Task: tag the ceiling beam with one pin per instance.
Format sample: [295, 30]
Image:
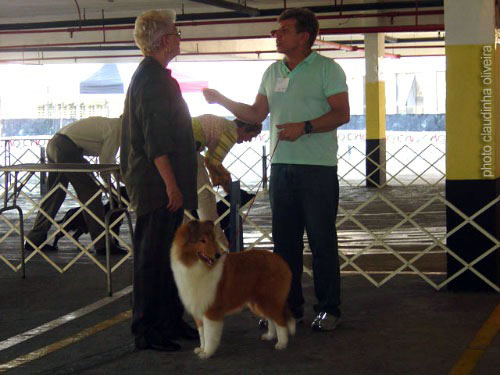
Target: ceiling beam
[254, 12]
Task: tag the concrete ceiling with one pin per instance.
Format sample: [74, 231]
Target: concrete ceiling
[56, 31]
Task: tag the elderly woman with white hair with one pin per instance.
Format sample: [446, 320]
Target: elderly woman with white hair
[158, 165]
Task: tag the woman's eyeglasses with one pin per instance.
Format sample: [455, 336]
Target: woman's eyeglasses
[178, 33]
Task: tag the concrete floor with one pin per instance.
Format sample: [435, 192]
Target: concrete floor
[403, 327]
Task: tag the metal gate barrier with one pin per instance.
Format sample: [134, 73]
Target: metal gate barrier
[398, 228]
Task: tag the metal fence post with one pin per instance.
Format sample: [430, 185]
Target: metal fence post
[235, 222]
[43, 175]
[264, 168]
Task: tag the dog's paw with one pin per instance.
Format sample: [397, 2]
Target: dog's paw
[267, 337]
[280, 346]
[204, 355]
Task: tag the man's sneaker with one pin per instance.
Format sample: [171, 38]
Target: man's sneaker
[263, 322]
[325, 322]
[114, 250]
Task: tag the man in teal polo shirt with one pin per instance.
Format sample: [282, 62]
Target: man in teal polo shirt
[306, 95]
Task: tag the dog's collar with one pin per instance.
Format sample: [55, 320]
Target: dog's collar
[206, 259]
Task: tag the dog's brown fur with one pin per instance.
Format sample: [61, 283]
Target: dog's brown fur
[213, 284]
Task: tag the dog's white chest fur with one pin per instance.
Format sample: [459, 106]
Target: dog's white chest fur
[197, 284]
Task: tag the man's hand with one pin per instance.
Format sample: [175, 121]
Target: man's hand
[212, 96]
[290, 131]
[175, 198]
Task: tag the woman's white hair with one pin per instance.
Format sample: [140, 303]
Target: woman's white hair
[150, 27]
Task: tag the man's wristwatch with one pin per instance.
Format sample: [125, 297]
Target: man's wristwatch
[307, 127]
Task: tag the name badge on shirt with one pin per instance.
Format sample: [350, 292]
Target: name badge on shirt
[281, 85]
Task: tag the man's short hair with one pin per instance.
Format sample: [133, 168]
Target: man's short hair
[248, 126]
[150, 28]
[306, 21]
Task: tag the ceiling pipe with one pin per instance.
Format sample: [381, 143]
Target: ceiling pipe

_ _ _

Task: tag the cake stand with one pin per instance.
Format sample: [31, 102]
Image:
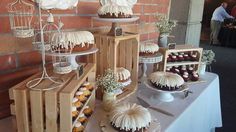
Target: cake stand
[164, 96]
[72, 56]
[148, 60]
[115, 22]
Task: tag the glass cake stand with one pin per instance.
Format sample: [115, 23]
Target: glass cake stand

_ _ _

» **练习说明**
找出上面列表中所有含有字符串“metal”的行，并将这些行逐一照抄下来。

» **练习结果**
Task: tag the metal gate barrier with one pin per instance.
Target: metal gate barrier
Task: tag the metal fence post with one pin per instance.
Target: metal fence post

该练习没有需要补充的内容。